◆ **To do**: Reproduce the records below verbatim, starting from their first line and ending with the line that contains "point(680, 1431)", including both of those lines and nothing beyond them.

◆ **Records shown**:
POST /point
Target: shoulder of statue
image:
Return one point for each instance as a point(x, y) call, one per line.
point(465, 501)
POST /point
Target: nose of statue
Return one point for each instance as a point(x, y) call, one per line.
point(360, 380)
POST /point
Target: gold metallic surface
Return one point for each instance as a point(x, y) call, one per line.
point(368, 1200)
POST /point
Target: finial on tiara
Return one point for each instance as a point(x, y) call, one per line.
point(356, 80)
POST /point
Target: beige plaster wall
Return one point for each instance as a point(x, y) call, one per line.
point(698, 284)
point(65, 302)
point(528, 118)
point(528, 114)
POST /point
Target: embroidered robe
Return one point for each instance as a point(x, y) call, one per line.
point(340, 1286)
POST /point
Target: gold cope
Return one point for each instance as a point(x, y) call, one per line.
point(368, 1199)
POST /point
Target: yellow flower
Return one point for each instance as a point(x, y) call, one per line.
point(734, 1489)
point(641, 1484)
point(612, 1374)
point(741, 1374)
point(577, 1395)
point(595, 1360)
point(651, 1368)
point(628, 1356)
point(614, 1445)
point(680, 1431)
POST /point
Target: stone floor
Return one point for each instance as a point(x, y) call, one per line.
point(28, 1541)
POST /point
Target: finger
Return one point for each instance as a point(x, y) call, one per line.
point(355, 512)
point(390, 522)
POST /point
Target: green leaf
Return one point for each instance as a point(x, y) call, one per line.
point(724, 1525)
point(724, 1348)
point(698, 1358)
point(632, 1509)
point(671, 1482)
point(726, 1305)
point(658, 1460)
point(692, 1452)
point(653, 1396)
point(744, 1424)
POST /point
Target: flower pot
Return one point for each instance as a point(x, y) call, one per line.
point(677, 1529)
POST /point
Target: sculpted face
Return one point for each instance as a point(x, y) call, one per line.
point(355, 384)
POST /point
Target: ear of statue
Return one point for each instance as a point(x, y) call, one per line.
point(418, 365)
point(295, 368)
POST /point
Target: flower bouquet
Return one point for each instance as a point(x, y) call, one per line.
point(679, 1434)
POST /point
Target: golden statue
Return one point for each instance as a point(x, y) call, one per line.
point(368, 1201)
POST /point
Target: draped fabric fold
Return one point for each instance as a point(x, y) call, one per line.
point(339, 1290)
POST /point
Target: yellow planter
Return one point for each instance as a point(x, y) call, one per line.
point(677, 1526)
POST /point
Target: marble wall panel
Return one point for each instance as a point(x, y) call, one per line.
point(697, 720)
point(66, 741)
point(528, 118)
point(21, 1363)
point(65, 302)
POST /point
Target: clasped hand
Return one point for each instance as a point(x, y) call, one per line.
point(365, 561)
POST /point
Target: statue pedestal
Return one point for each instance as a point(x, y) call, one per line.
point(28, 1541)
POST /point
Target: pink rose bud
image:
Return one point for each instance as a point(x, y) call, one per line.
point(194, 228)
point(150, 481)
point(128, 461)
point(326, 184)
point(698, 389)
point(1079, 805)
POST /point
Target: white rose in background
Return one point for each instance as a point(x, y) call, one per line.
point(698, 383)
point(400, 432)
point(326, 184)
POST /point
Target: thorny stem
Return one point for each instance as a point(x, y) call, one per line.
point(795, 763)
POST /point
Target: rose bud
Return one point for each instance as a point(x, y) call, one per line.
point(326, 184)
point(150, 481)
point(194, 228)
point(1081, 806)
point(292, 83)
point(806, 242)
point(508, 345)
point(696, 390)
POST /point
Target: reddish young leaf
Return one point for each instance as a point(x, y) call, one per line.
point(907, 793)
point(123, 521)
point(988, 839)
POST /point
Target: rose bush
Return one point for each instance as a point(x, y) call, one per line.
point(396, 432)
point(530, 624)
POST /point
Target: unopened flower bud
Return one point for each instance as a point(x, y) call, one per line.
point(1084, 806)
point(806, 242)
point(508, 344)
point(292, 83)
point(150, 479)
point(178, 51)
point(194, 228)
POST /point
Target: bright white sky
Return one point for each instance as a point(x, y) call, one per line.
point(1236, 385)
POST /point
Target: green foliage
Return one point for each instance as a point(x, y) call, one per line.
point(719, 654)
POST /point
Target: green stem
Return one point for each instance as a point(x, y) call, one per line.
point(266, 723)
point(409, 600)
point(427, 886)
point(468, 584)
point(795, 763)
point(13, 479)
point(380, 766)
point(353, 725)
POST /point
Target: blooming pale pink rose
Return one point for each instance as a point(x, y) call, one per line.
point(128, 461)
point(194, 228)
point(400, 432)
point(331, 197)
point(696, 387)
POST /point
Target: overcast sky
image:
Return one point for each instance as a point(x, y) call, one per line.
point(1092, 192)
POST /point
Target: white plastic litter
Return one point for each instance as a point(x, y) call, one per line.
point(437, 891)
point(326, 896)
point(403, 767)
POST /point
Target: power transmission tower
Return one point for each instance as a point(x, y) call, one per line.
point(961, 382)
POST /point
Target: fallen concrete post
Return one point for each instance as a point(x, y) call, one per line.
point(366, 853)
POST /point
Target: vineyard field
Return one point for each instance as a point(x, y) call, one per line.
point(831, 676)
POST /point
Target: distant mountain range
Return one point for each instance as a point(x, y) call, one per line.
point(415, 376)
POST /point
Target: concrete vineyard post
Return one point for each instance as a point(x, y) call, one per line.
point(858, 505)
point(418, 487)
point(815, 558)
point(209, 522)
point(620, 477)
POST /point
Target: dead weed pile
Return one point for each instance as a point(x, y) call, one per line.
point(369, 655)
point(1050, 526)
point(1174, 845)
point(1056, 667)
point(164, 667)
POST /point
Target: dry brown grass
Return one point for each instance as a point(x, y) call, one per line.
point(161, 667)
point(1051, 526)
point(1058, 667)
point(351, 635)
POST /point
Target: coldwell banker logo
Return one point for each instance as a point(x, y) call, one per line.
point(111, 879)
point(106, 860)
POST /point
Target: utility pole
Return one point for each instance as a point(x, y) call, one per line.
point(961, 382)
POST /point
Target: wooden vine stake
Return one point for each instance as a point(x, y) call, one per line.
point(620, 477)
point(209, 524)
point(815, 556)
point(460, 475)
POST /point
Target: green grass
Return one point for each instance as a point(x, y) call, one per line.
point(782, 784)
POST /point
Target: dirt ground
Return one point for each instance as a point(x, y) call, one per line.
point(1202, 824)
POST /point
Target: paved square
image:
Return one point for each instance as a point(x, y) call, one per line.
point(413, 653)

◆ **Output for this task**:
POST /point
Target: shoulder of statue
image:
Return one point for each instance as a point(x, y) call, one per line.
point(465, 501)
POST /point
Target: nose of statue
Return one point for each instance as a point(x, y) call, one per line.
point(360, 380)
POST /point
Target: gold metallic surface
Return one point for each instance as a point(x, y) call, one per line.
point(368, 1200)
POST /point
Target: finial on tiara
Return one point for each instance as a point(x, y) call, one per line.
point(356, 80)
POST /point
Target: beige plaster wall
Return one point for each instance as a point(x, y) call, one per line.
point(698, 284)
point(65, 302)
point(528, 118)
point(528, 114)
POST /point
Target: embroidered robe
Return one point for each instance as a point(x, y) call, one per line.
point(340, 1286)
POST /point
Target: gold cope
Return one point for each instance as a point(x, y) call, one per line.
point(368, 1199)
POST /point
Target: yellow flower
Return one point for each instance as a point(x, y) call, one per line.
point(734, 1489)
point(641, 1484)
point(612, 1374)
point(741, 1374)
point(577, 1395)
point(595, 1360)
point(651, 1368)
point(628, 1356)
point(614, 1445)
point(680, 1431)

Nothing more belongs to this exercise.